Point annotation entries:

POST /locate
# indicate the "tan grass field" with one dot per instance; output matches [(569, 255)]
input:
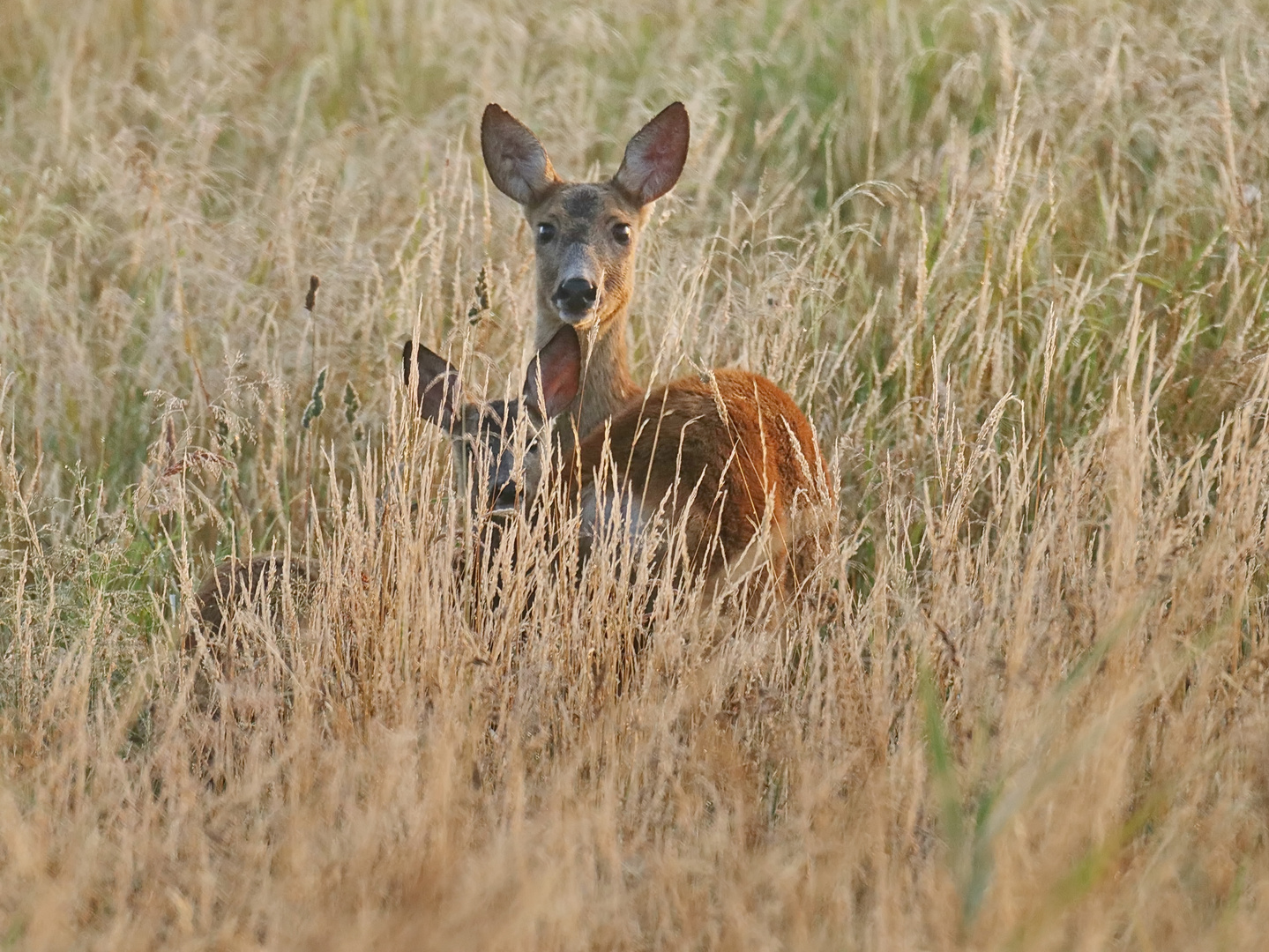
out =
[(1009, 257)]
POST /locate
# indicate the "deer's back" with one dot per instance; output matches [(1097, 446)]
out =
[(719, 451)]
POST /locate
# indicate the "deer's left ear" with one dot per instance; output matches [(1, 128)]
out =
[(655, 156), (437, 385), (555, 374)]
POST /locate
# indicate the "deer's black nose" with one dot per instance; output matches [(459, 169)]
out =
[(575, 294)]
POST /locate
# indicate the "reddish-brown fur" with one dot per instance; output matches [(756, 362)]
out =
[(726, 457)]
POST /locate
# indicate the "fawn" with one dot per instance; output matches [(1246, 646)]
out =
[(728, 457), (586, 237)]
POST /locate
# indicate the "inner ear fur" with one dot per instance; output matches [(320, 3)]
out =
[(515, 160), (655, 156)]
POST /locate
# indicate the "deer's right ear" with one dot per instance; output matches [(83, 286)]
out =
[(517, 162), (555, 374), (436, 387)]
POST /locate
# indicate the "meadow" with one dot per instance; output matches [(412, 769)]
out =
[(1011, 257)]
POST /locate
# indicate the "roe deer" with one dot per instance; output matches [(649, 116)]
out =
[(586, 237), (725, 457)]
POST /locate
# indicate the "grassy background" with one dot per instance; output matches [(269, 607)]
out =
[(1011, 259)]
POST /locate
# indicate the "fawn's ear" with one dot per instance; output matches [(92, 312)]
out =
[(555, 374), (517, 162), (655, 156), (437, 385)]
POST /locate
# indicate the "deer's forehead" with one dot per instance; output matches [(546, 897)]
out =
[(586, 202)]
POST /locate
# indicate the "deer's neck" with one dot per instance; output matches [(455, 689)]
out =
[(607, 384)]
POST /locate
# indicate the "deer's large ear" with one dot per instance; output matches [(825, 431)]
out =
[(436, 387), (555, 374), (655, 156), (517, 162)]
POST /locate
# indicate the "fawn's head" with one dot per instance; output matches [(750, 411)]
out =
[(586, 234), (497, 444)]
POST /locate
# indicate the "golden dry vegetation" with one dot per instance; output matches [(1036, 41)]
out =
[(1011, 259)]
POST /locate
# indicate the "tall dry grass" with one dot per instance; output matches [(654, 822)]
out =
[(1009, 257)]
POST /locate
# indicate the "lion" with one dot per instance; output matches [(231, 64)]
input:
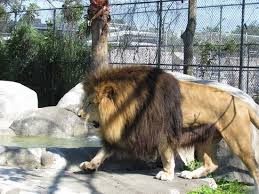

TASK INSTRUCTIONS:
Starting at the beginning of the entries and going on through the line with "[(1011, 257)]", write those lines out again, requests included, raising every coordinate in the answers by 17. Leave the pictures out.

FINISHED TASK:
POST /locate
# indicate the "tan grass field" with one dot per instance; output matches [(569, 255)]
input:
out =
[(1026, 274)]
POST /locate
# indicate the "deer's back" with one dot per instance; output matches [(1097, 446)]
out =
[(736, 468)]
POST /locate
# indicate the "deer's left ear" with one dot per instance; output matches [(1, 128)]
out =
[(672, 173), (454, 402), (572, 391)]
POST /locate
# indicate the "deer's black nose" with one dot per instance; output matches [(459, 169)]
out =
[(592, 311)]
POST /locate
# indicate the "reddish-brown fur" with one dot per instance; output matches [(756, 362)]
out =
[(743, 474)]
POST /locate
# indicate the "fawn" with one dot per instance; output matches [(1246, 646)]
out =
[(745, 474), (603, 254)]
POST /locate
# indicate the "inner ear fur" with one dot per instance; output matches [(320, 3)]
out =
[(532, 177), (672, 173)]
POST /locate
# indicate the "deer's right ear" with one dot per instance; output matches [(83, 286)]
out =
[(534, 179), (572, 391), (453, 404)]
POST /locate
# indicate the "meadow" with one dot per instance; output matches [(412, 769)]
out =
[(1028, 274)]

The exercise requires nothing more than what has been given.